◆ EXERCISE TASKS:
1. According to the article on the 1920s, how much did the Ford Model T cost?
2. Based on the article on the 1920s, state whether each statement agrees with it. For each, answer yes or no and quote the deciding words.
(a) Women voted for the first time in 1920.
(b) The average price of stocks on the New York Stock Exchange quadrupled between 1925 and 1929.
(c) Fort Wayne had three breweries.
3. Reproduce the article on the 1920s from "Most Americans saw" up to and including "shares on credit.", substituting "gambling" for "speculation".

BEGIN TEXT SEGMENT

The United States entered a modern age of spectacular growth and sweeping change in the decade after World War I.
The Ford Model T, which cost less than $300, brought people to the cities on newly paved roads in the 1920s. Jazz music was in the air. Couples danced the Charleston. Charles A. Lindbergh made the first solo flight across the Atlantic Ocean, and Babe Ruth swung a heavy bat. Talking pictures, the telephone and radio further exposed people of America to new ideas during the Roaring '20s.
Illegal liquor was poured, as the citizenry widely ignored the national Prohibition on the sale or consumption of alcohol. Something like a half-million people were arrested from 1920 to 1930 for breaking liquor laws. In Fort Wayne, two federal agents were killed and a third was seriously wounded when they tried to arrest a bootlegger.
Women got to vote for the first time in 1920. Many started seeing themselves in careers and roles other than mothers and housewives. Some young women -- known as flappers -- wore scandalously short skirts, cut their hair short into "bobs" and rolled silk stockings down to their knees.
Most Americans saw big business as the foundation of society. "The business of America is business," President Calvin Coolidge declared, and most of America agreed.
There was wild speculation in the stock market. The average price of stocks on the New York Stock Exchange nearly tripled between 1925 and 1929, as individuals invested their savings into stocks -- often buying shares on credit.
As the 1920s neared an end, many were convinced that the good times would last forever. That illusion burst when the stock market crashed on Oct. 29, 1929, known thereafter as Black Tuesday.
The panic-selling cost stock investors more than $40 billion. President Herbert Hoover tried to reassure the country, saying "The fundamental business of the country . . . is on a sound and prosperous basis."
But the crash meant financial disaster for thousands. The Great Depression of the 1930s had begun.
1920
* The Volstead Act, the national alcohol prohibition act, goes into effect. But Indiana's General Assembly had passed a law declaring the state "dry" eight months earlier.
* Fort Wayne's two breweries -- Centlivre Brewing and Berghoff Brewing -- try to stay afloat by making low-alcohol "near beer."
* First New York-to-California mail plane takes four days to arrive.
* Fort Wayne's Bill Wambsganss completes unassisted triple play in World Series for Cleveland Indians.
* Warren G. Harding elected U.S. president.
1921
* After boom times for American workers a few years earlier because of World War I, the economy enters a recession.
Carole Lombard
This very young picture of Fort Wayne's Carole Lombard was shot sometime in the 1920s. Lombard, the queen of screwball comedy, made her debut as a tomboy in 1921 in "A Perfect Crime." Photo courtesy of Allen County-Fort Wayne Historical Society.
* Business for liquor bootleggers, meanwhile, is very good.

END TEXT SEGMENT
BEGIN INFORMATION PROVIDED

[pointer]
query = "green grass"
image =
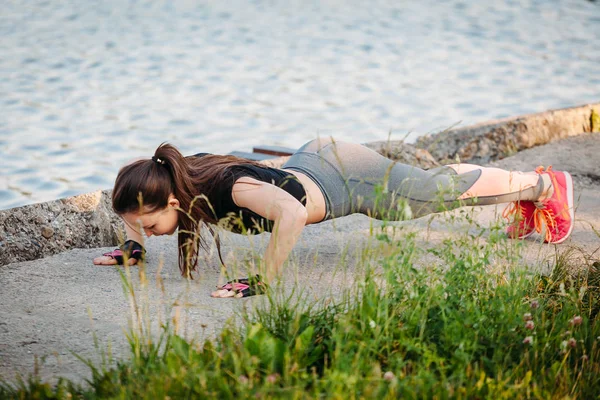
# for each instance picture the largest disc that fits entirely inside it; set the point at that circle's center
(469, 323)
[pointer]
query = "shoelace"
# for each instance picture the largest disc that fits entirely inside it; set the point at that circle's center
(541, 215)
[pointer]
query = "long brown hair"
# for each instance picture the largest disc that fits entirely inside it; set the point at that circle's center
(192, 180)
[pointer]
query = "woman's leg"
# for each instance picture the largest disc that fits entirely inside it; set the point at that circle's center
(381, 188)
(498, 182)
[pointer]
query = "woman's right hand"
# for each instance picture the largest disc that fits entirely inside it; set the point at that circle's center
(132, 249)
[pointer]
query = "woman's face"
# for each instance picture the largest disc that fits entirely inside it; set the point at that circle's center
(159, 222)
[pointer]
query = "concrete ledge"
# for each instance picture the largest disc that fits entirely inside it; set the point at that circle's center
(494, 140)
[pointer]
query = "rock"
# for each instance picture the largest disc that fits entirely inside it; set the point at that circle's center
(404, 153)
(494, 140)
(85, 221)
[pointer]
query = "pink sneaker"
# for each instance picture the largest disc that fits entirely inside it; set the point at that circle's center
(521, 217)
(557, 212)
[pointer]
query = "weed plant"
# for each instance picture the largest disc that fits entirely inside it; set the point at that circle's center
(463, 319)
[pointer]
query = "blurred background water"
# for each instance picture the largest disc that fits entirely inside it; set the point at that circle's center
(86, 86)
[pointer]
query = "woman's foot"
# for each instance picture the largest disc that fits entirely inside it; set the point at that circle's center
(521, 217)
(555, 213)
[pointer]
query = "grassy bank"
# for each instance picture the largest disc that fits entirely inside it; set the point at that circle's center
(462, 319)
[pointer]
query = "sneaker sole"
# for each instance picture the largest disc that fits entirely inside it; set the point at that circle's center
(569, 183)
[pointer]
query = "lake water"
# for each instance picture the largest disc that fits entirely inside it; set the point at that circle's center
(86, 86)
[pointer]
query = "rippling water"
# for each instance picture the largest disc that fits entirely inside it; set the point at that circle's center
(86, 86)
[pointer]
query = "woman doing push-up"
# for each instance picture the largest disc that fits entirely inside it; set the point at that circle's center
(324, 179)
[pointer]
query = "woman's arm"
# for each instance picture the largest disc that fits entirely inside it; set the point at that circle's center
(275, 204)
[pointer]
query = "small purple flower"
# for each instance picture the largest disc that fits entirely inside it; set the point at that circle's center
(534, 304)
(529, 325)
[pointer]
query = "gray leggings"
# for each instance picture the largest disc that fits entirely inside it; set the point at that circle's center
(356, 179)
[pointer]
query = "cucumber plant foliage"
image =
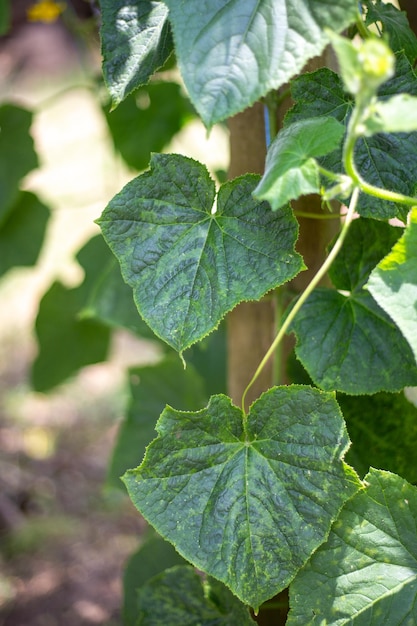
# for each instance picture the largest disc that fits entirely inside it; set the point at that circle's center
(262, 499)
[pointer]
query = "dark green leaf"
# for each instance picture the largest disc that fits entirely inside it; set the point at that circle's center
(187, 265)
(67, 342)
(344, 339)
(111, 301)
(232, 53)
(146, 121)
(386, 160)
(17, 154)
(247, 501)
(135, 42)
(151, 389)
(394, 24)
(22, 232)
(290, 169)
(383, 431)
(180, 597)
(365, 575)
(152, 558)
(393, 283)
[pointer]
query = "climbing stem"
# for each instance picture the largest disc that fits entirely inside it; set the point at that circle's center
(303, 297)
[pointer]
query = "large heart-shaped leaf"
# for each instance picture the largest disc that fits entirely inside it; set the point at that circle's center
(180, 597)
(394, 25)
(393, 283)
(366, 573)
(247, 499)
(188, 262)
(231, 53)
(151, 388)
(290, 169)
(344, 339)
(135, 42)
(387, 160)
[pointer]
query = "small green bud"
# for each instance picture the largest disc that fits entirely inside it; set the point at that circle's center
(377, 61)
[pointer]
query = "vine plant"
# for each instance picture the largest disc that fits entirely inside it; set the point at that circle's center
(277, 494)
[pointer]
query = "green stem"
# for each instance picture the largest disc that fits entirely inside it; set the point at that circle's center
(362, 29)
(318, 216)
(313, 283)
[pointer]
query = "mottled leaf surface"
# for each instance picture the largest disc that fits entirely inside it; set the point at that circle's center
(188, 265)
(151, 388)
(232, 53)
(366, 573)
(135, 42)
(180, 597)
(383, 431)
(393, 283)
(344, 338)
(22, 232)
(17, 153)
(291, 170)
(247, 506)
(387, 160)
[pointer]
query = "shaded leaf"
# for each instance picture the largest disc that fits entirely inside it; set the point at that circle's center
(247, 506)
(366, 572)
(383, 431)
(290, 169)
(22, 232)
(135, 42)
(17, 154)
(146, 121)
(232, 53)
(151, 388)
(393, 283)
(394, 24)
(187, 265)
(344, 339)
(387, 160)
(179, 597)
(153, 557)
(66, 341)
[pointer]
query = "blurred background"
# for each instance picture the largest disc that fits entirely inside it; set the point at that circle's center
(65, 530)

END INFORMATION PROVIDED

◆ ANSWER SET:
1. Less than $300.

2.
(a) Yes: "Women got to vote for the first time in 1920."
(b) No: "nearly tripled between 1925 and 1929"
(c) No: "Fort Wayne's two breweries"

3.
Most Americans saw big business as the foundation of society. "The business of America is business," President Calvin Coolidge declared, and most of America agreed.
There was wild gambling in the stock market. The average price of stocks on the New York Stock Exchange nearly tripled between 1925 and 1929, as individuals invested their savings into stocks -- often buying shares on credit.